Aufgabenstellung | Gib den Text über Picariellos IV-Rente von "Dann, Ende 2011, ein" bis einschließlich "alle Fachbereiche abdeckt." wieder und tausche dabei "Verwaltungsgericht" gegen "Sozialversicherungsgericht" aus.

Dann, Ende 2011, ein Lichtblick. Das kantonale Verwaltungsgericht gibt ihm recht. Der medizinische Sachverhalt sei nicht genügend abgeklärt worden, ein Facharzt hätte überprüfen müssen, ob die Hirnverletzungen noch die beklagten Auswirkungen zeigten oder ob sich eine Besserung ergeben habe. Die IV muss bei einer medizinischen Abklärungsstelle (Medas) ein Gutachten in Auftrag geben, das alle Fachbereiche abdeckt.
Eine Woche lang fährt Picariello in die Uniklinik nach Basel. Täglich stellt ihm ein anderer Arzt die gleichen Fragen. «Ich weiss nicht, was das sollte», sagt er. Er empfindet es als Schikane.
Auch den Medas-Ärzten erzählt er von seinen Aktivitäten. Am Ende bescheinigen sie ihm eine sogenannte «Aggravation». Auf Deutsch: Er hat zwar viele Beschwerden, doch diese kommen ihm wahrscheinlich schlimmer vor, als sie tatsächlich sind. Belegen können sie diese Annahme nicht. Zudem verstricken sie sich in Widersprüche. So schreibt der Psychiater, er könne nicht feststellen, ob sich Picariellos Zustand verändert habe, weil er zuvor nie psychiatrisch untersucht worden sei. Auch der Neuropsychologe kann nicht beurteilen, ob sich bei Picariello etwas verbessert hat. Dennoch steht im Hauptgutachten, aus psychiatrischer wie neuropsychologischer Sicht zeige sich «eine deutliche Verbesserung» des Zustands.
Die IV überliest die Widersprüche geflissentlich und konzentriert sich auf das, was ihr entgegenkommt: dass Picariello agil sei und seine Beschwerden gar nicht so schlimm sein können, wie er das sehe. Also hält sie an der Aufhebung der Rente fest und geht davon aus, dass Picariello, der seit 24 Jahren nicht mehr im Berufsleben steht, einen Job finden kann. Immerhin bietet sie ihm eine Arbeitsvermittlung an – wenn er ein Gesuch stellt.

Datenteil |
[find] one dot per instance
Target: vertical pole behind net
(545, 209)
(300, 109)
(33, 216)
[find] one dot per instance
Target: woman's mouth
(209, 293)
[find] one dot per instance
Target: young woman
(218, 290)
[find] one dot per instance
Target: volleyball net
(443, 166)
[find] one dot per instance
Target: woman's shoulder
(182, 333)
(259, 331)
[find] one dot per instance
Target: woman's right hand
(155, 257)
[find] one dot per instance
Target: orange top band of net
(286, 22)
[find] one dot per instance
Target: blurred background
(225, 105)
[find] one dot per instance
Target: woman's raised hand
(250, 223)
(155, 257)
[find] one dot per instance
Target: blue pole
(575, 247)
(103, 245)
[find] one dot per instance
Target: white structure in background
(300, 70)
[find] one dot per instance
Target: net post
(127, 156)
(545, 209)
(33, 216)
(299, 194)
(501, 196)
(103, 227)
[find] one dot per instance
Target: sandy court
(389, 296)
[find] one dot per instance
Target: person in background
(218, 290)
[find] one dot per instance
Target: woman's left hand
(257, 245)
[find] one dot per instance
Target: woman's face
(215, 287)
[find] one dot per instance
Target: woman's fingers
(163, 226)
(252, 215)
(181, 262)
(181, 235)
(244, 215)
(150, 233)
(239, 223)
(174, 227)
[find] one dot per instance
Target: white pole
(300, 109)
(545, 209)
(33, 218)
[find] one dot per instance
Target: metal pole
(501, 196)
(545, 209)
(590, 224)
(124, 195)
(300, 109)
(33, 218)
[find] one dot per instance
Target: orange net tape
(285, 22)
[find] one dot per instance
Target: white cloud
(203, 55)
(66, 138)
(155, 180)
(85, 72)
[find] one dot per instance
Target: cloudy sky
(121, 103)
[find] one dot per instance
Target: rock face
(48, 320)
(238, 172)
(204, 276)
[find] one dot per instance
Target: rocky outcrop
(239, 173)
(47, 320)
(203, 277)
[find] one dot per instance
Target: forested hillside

Lösung |
Dann, Ende 2011, ein Lichtblick. Das kantonale Sozialversicherungsgericht gibt ihm recht. Der medizinische Sachverhalt sei nicht genügend abgeklärt worden, ein Facharzt hätte überprüfen müssen, ob die Hirnverletzungen noch die beklagten Auswirkungen zeigten oder ob sich eine Besserung ergeben habe. Die IV muss bei einer medizinischen Abklärungsstelle (Medas) ein Gutachten in Auftrag geben, das alle Fachbereiche abdeckt.